SHORT TASK | Pick out every row below that contains the word "records" and copy each one in full. Case matters.

EXTRACTED INFORMATION |
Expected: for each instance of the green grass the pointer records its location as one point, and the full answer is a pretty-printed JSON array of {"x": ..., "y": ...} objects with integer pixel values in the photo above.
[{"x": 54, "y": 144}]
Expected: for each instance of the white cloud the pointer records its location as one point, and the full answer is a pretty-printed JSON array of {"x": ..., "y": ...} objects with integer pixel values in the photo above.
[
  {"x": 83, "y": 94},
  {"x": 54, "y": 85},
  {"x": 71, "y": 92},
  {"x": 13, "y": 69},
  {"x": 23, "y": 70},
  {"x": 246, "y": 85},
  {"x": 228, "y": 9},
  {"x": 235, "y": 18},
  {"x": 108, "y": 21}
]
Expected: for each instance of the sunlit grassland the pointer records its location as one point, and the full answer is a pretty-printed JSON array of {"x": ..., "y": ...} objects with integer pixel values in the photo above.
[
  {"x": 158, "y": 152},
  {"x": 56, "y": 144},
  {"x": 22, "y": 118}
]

--

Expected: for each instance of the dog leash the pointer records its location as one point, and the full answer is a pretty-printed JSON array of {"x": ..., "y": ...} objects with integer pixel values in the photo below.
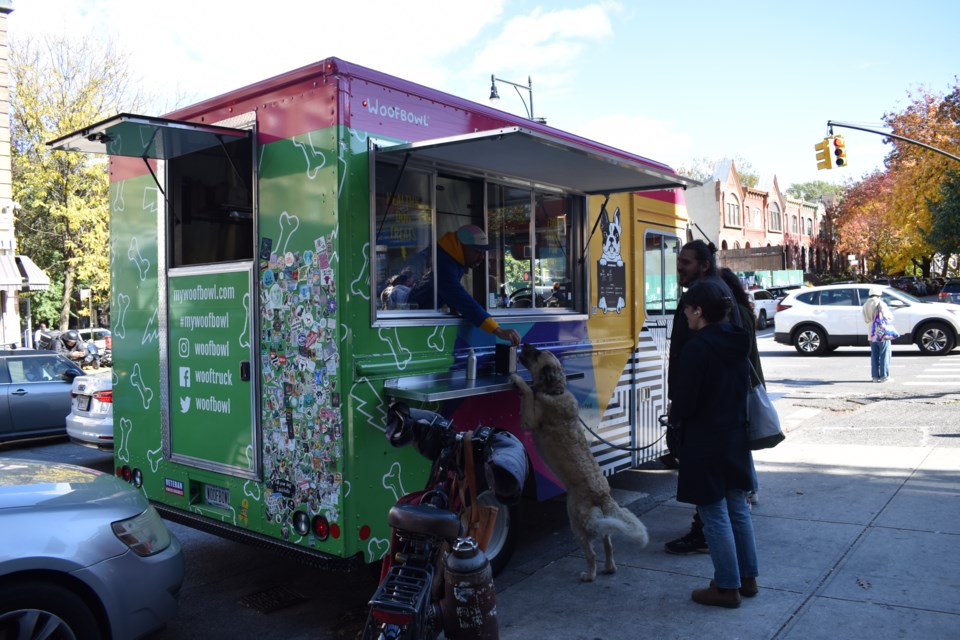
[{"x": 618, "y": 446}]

---

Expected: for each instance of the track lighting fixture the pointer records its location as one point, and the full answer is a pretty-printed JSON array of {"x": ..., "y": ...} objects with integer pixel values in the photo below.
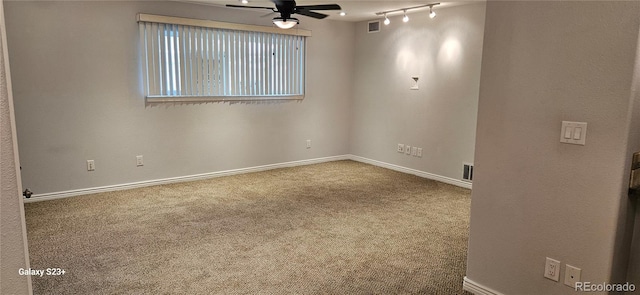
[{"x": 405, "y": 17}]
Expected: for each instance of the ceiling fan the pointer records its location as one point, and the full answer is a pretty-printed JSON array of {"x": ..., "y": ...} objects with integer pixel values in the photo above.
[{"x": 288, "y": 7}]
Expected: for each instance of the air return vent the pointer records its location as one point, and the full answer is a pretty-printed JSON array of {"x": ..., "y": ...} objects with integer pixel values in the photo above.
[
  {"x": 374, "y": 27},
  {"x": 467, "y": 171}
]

FINISHED ANSWER |
Expected: for each instance of the green grass the pointer records its location as one point, and the full answer is a pretty-printed JSON array of {"x": ..., "y": ...} objects with integer pixel values in the photo above.
Expected: for each instance of the white cloud the pointer records its location as one point, and the full answer is a pretty-printed JSON array of {"x": ..., "y": ...} objects with integer pixel values in the photo above.
Expected: for each instance of the sunlit grassland the pointer records its location as one point, and the full answer is a pretty-printed JSON array of {"x": ..., "y": ...} objects with integer pixel values in the photo above.
Expected: for each instance of the dog leash the pointer records its location as one point, and the full answer is a pretty-printed JSON array of {"x": ..., "y": ...} objects with integer pixel values in the photo below.
Expected: for each instance of the track lighting fixture the pointer records its location as one point, and the full answer is a pretty-printed JSON array of {"x": ..., "y": ...} objects with integer pixel values in the photo below.
Expected: for each instance of the ceiling fan the pointer records its location as one point, and the full answer is a pretty-printed JSON array of {"x": ..., "y": ...} objects with integer pixel values in the photo above.
Expected: for each instance of the air return vent the pointer records its location as one point, and the full answer is a pretty-printed JSON array of {"x": ..., "y": ...} objects with integer pixel values in the photo above.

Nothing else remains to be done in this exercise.